* **Task statement**: Copy the records below line for line, leaving out the pictures.

[start Material for this exercise]

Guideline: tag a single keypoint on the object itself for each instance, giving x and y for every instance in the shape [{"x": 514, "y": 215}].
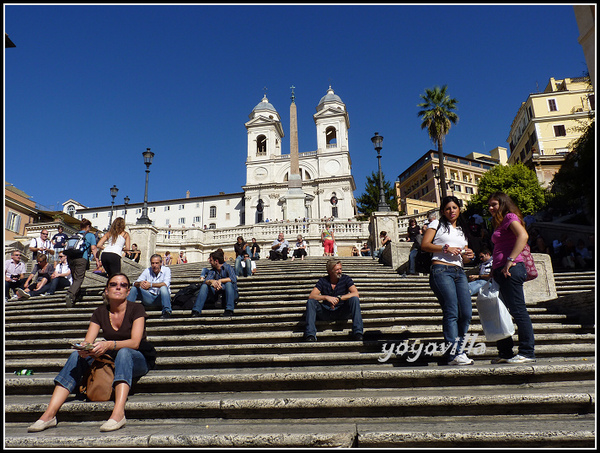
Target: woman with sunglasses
[
  {"x": 447, "y": 239},
  {"x": 123, "y": 325}
]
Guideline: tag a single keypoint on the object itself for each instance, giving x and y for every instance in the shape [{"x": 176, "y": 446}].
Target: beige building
[
  {"x": 19, "y": 210},
  {"x": 418, "y": 187},
  {"x": 548, "y": 123}
]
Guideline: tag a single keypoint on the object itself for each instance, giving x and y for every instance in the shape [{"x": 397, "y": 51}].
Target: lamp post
[
  {"x": 113, "y": 194},
  {"x": 126, "y": 201},
  {"x": 436, "y": 175},
  {"x": 383, "y": 206},
  {"x": 144, "y": 220}
]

[end Material for this exercise]

* **Expected answer**:
Guideline: tag a single keypoint on the object itself for each instance, giving x and y for every instance in the shape [{"x": 514, "y": 215}].
Target: woman with sunglasses
[
  {"x": 447, "y": 239},
  {"x": 123, "y": 325}
]
Guideline: tag a single keypoint on the object itself for each instance, giving x and y for every instance in the shape [{"x": 176, "y": 446}].
Target: beige building
[
  {"x": 19, "y": 210},
  {"x": 418, "y": 187},
  {"x": 548, "y": 123}
]
Guideline: tag a single keypoint on the object itself for each instance, giving x and y for every instance in the shape [{"x": 397, "y": 51}].
Target: lamp post
[
  {"x": 113, "y": 194},
  {"x": 126, "y": 201},
  {"x": 436, "y": 175},
  {"x": 383, "y": 206},
  {"x": 144, "y": 220}
]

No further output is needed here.